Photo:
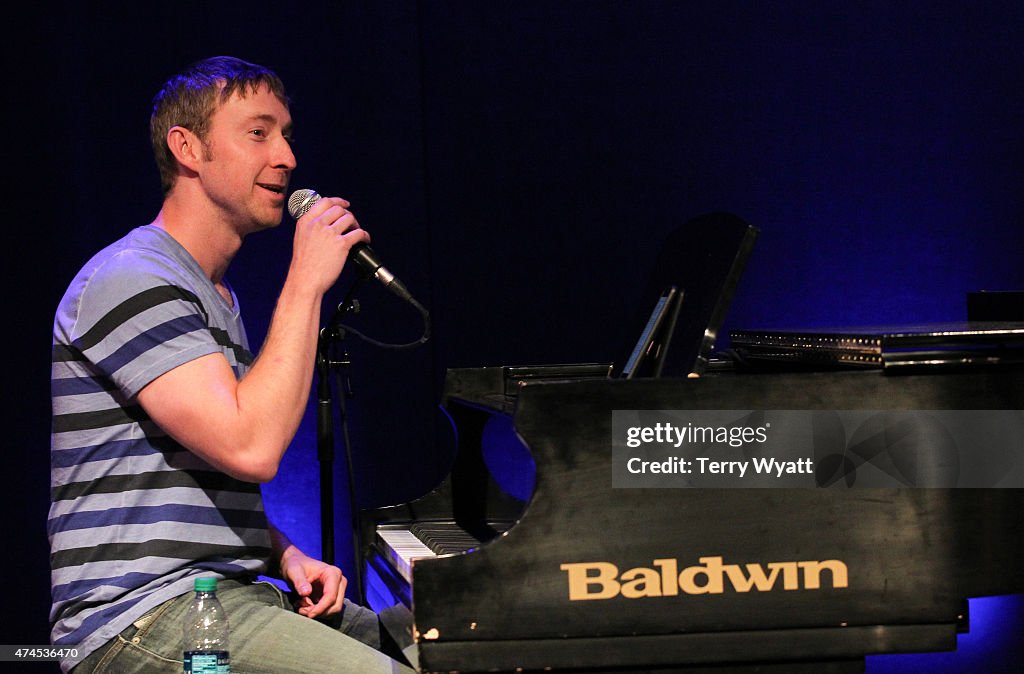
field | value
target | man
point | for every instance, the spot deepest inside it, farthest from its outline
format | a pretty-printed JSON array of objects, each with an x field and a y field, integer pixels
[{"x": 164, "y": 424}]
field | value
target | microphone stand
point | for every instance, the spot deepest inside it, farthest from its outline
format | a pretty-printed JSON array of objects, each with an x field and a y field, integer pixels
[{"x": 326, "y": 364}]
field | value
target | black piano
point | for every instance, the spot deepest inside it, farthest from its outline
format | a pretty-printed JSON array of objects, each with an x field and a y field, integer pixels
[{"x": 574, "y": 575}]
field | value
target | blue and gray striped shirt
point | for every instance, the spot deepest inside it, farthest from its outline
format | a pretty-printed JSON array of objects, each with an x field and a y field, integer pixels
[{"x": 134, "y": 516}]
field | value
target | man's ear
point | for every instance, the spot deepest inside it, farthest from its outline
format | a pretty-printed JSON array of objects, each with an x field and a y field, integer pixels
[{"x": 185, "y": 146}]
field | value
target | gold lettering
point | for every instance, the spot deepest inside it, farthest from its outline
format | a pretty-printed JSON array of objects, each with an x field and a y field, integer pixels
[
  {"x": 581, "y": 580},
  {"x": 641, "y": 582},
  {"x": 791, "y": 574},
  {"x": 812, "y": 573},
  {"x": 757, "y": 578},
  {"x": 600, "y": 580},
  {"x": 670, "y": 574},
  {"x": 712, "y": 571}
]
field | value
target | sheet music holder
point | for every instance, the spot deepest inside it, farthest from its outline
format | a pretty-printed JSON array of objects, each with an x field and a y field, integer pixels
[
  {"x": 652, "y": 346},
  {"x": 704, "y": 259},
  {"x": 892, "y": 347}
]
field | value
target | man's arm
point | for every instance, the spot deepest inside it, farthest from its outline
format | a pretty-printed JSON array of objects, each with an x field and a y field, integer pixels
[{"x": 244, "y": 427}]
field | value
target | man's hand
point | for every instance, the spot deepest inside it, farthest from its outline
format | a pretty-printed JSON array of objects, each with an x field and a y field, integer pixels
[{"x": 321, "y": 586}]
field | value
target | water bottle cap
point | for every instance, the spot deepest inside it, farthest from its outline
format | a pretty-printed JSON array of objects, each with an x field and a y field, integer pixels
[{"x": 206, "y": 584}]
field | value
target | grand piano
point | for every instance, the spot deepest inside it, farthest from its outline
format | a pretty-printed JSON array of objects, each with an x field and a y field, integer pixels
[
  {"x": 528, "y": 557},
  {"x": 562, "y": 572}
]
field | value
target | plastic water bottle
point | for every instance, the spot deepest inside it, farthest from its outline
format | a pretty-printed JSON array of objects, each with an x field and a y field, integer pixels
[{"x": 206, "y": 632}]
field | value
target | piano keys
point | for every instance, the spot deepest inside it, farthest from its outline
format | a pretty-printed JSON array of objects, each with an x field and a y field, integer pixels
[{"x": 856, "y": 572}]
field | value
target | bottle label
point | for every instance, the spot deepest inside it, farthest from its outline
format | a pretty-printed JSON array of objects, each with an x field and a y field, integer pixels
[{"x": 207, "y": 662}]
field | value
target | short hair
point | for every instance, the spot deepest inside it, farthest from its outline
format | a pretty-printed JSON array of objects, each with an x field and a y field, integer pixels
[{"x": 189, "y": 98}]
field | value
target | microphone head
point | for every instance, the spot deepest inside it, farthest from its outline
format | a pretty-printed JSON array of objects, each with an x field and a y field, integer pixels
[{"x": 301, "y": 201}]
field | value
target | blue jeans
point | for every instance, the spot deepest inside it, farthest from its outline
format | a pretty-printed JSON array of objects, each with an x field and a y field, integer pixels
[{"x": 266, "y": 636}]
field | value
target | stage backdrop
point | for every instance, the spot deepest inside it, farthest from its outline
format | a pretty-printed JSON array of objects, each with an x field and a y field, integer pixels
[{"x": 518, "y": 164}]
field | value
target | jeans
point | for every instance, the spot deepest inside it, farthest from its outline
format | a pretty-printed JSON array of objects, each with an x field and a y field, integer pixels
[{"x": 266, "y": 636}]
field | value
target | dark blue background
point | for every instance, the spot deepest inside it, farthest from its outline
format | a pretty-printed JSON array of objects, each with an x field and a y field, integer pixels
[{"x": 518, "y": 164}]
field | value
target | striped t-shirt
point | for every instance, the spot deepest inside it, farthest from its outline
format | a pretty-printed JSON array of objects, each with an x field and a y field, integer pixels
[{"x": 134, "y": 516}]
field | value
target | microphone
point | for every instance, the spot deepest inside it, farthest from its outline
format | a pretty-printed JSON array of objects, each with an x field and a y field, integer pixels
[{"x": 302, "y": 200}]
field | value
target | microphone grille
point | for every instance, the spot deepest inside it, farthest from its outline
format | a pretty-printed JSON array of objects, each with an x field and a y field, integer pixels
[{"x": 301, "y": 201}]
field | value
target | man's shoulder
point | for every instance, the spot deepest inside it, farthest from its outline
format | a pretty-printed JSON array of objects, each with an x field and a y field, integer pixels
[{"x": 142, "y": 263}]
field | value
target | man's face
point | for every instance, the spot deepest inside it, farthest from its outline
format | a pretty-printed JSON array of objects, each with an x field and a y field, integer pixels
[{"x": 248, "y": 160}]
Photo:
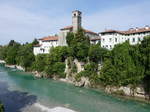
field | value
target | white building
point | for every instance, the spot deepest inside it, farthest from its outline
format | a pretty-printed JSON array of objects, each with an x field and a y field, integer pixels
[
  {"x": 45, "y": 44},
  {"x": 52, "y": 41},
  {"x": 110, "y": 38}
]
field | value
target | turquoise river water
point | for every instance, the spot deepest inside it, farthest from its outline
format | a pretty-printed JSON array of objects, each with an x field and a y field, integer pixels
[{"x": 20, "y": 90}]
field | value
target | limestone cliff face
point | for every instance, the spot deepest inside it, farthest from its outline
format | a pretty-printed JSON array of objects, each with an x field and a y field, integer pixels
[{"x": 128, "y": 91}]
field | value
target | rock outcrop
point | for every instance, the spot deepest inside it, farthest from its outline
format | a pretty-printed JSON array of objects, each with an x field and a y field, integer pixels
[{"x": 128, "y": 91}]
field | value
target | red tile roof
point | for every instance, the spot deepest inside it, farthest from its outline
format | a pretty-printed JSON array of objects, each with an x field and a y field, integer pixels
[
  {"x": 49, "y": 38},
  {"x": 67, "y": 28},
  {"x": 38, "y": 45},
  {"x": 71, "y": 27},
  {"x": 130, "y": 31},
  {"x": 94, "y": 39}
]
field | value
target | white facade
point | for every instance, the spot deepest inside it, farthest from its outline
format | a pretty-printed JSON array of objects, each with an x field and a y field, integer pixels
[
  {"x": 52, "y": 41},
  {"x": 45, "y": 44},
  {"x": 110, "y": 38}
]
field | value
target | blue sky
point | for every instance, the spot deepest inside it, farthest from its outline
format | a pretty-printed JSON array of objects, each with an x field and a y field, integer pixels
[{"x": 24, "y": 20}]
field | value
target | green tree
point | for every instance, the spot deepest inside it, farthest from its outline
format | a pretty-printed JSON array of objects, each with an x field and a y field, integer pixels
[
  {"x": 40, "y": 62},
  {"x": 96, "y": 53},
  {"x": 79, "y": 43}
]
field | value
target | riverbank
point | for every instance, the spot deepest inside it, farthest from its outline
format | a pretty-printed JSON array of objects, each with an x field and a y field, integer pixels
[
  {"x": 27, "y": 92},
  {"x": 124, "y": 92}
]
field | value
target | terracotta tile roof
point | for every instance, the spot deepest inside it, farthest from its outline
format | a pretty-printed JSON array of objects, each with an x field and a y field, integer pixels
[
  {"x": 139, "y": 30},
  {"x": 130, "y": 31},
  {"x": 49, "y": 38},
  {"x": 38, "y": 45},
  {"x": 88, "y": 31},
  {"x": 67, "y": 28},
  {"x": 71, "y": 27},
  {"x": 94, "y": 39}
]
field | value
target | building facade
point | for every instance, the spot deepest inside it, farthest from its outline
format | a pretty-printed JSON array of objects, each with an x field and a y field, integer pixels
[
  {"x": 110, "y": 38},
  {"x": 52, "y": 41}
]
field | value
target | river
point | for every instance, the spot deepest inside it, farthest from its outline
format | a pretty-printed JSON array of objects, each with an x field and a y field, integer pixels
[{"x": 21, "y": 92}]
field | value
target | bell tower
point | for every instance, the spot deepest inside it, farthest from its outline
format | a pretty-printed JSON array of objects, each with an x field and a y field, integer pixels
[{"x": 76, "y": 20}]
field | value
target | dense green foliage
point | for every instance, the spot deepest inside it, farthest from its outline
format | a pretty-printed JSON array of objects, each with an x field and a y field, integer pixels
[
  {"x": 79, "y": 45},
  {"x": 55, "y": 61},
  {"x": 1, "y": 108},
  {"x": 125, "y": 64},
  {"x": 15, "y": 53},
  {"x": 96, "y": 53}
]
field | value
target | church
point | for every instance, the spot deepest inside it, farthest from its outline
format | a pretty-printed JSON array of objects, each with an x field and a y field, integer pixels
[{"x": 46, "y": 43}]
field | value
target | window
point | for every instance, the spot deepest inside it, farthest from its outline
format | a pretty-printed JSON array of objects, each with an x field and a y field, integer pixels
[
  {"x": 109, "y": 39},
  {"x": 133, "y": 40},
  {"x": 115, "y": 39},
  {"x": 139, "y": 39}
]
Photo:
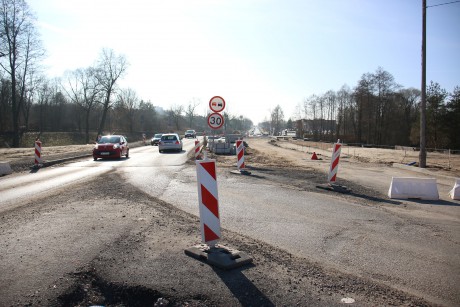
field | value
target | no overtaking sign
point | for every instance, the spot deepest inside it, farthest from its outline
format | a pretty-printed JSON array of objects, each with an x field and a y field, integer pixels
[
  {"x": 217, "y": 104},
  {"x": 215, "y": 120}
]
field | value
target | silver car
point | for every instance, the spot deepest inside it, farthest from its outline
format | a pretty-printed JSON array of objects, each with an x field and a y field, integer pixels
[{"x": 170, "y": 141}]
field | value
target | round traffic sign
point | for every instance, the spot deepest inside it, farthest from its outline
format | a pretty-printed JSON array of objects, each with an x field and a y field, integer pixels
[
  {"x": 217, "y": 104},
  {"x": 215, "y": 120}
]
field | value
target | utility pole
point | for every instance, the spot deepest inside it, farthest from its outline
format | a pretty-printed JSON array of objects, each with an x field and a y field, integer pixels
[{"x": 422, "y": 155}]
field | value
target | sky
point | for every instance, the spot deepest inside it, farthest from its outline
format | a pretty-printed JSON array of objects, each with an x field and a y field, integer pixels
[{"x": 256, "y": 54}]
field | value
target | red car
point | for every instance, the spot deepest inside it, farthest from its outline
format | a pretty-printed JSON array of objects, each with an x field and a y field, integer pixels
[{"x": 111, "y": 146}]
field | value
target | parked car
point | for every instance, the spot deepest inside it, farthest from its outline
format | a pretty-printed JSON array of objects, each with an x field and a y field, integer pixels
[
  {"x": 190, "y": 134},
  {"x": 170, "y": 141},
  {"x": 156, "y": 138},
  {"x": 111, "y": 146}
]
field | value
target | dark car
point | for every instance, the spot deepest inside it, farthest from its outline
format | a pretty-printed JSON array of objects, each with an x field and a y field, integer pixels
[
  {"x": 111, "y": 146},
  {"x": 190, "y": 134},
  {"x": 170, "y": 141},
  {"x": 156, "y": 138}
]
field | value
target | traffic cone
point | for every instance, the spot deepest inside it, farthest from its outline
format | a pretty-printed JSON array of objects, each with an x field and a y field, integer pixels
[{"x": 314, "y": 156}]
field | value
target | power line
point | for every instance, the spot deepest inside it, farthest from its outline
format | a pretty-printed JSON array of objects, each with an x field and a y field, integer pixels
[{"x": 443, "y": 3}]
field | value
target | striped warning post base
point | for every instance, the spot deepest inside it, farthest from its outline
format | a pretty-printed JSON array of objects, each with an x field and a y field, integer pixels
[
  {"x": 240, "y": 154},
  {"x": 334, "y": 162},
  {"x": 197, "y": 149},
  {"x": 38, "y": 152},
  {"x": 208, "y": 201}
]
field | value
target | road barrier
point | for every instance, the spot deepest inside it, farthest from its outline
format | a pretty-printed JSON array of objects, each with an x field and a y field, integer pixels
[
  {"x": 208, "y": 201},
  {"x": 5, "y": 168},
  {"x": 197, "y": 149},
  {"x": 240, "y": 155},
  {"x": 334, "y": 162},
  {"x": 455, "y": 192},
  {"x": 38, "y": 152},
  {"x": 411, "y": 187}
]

================================

_What the task asks_.
In the material above, how many lines include the string "shirt"? Please reply with the number only.

_Output for this task_.
2